> _What is required_
Everything from the line that holds "for every instance of the ground" through the end of the data below should be output exactly, both ends included.

[Position annotation records]
------------------------------------

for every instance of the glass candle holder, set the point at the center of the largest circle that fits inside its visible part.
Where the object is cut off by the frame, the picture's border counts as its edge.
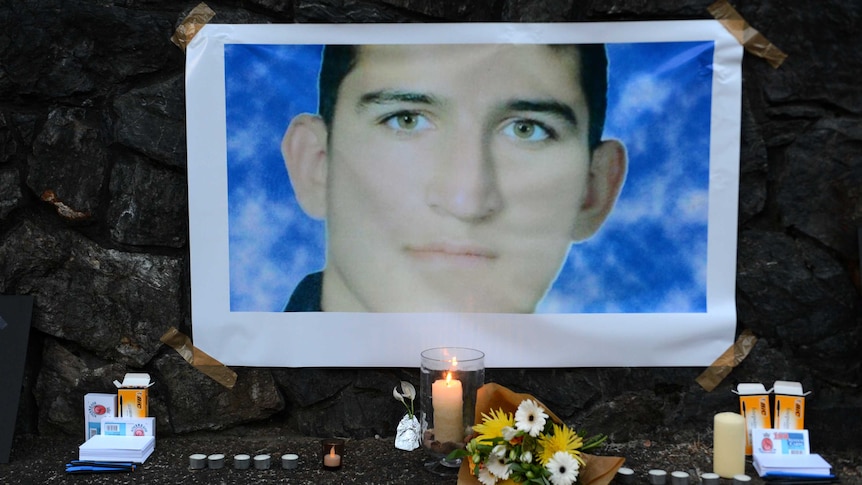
(448, 382)
(332, 453)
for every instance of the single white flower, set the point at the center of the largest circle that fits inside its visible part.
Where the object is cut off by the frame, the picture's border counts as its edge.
(497, 465)
(408, 393)
(509, 433)
(563, 468)
(408, 390)
(499, 451)
(486, 477)
(530, 418)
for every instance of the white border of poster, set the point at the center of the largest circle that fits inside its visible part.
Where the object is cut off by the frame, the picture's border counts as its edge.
(328, 339)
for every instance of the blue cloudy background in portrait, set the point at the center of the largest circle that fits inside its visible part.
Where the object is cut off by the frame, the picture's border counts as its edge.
(649, 257)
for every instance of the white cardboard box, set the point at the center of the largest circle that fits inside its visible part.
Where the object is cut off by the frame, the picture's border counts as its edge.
(96, 407)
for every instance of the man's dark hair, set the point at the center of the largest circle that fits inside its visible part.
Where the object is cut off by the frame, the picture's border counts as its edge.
(339, 60)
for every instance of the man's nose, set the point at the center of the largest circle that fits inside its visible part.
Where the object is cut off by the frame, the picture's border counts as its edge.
(464, 183)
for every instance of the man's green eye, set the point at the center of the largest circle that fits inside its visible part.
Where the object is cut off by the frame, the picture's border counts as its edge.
(527, 130)
(524, 129)
(407, 121)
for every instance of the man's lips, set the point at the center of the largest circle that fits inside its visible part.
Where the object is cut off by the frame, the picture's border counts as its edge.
(454, 252)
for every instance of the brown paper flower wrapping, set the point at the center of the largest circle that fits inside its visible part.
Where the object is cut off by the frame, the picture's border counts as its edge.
(599, 470)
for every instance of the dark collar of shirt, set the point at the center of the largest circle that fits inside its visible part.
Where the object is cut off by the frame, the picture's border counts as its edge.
(306, 296)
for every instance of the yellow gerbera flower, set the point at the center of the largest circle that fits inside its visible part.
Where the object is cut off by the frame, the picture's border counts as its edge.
(562, 439)
(492, 426)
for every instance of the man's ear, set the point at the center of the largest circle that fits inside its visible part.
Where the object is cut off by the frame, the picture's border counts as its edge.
(305, 156)
(608, 167)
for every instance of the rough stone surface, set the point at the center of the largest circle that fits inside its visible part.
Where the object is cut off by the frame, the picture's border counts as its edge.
(69, 162)
(151, 120)
(93, 223)
(149, 205)
(10, 192)
(114, 304)
(193, 401)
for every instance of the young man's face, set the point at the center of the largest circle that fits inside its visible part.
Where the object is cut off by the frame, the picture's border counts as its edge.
(455, 177)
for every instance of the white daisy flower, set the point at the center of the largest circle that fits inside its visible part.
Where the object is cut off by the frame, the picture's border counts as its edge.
(563, 468)
(509, 433)
(530, 418)
(486, 477)
(499, 451)
(498, 466)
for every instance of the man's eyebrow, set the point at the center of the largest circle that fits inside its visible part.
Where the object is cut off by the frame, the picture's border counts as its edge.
(387, 96)
(552, 107)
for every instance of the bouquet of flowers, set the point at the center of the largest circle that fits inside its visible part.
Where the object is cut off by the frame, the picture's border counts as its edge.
(526, 447)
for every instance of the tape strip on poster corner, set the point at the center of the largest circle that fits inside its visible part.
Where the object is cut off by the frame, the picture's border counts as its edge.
(191, 25)
(732, 357)
(199, 359)
(750, 38)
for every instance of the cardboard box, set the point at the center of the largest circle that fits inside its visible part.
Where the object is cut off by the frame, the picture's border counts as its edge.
(114, 426)
(754, 407)
(132, 395)
(789, 405)
(96, 407)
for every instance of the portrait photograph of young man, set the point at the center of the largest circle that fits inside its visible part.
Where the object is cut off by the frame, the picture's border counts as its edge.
(472, 179)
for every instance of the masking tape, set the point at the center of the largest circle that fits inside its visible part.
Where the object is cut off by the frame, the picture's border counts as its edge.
(198, 358)
(191, 25)
(752, 40)
(732, 357)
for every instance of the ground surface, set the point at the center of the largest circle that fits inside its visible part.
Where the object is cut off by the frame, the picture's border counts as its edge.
(39, 459)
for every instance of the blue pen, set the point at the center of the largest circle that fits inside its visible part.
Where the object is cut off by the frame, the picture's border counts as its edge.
(96, 469)
(127, 464)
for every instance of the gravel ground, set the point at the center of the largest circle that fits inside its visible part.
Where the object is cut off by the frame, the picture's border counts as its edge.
(41, 459)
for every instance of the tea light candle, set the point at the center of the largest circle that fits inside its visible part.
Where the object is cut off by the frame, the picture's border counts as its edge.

------------------------------------

> _Response to the exercise_
for every instance of the ground surface, set the point at the center of the largest circle that fits inside its visible part.
Where the object is cut off by the frame, the picture's border counts as its edge.
(39, 459)
for every instance of the blue pen, set the point at the center of the largest circle that fits inside its visible part.
Where the object is cut off by the frame, the picture's border counts as its edge.
(96, 469)
(127, 464)
for every instance of the gravel ground, set the point at the center of the largest circle that fits inside its visible part.
Where the object is cut off by the frame, the picture's border counts as its edge.
(41, 459)
for every instance of the tea light candle, set the point at the center of the largest circle that fits inside its visible part.
Where the object is cut off by the frame, the picture's border counts as its edge.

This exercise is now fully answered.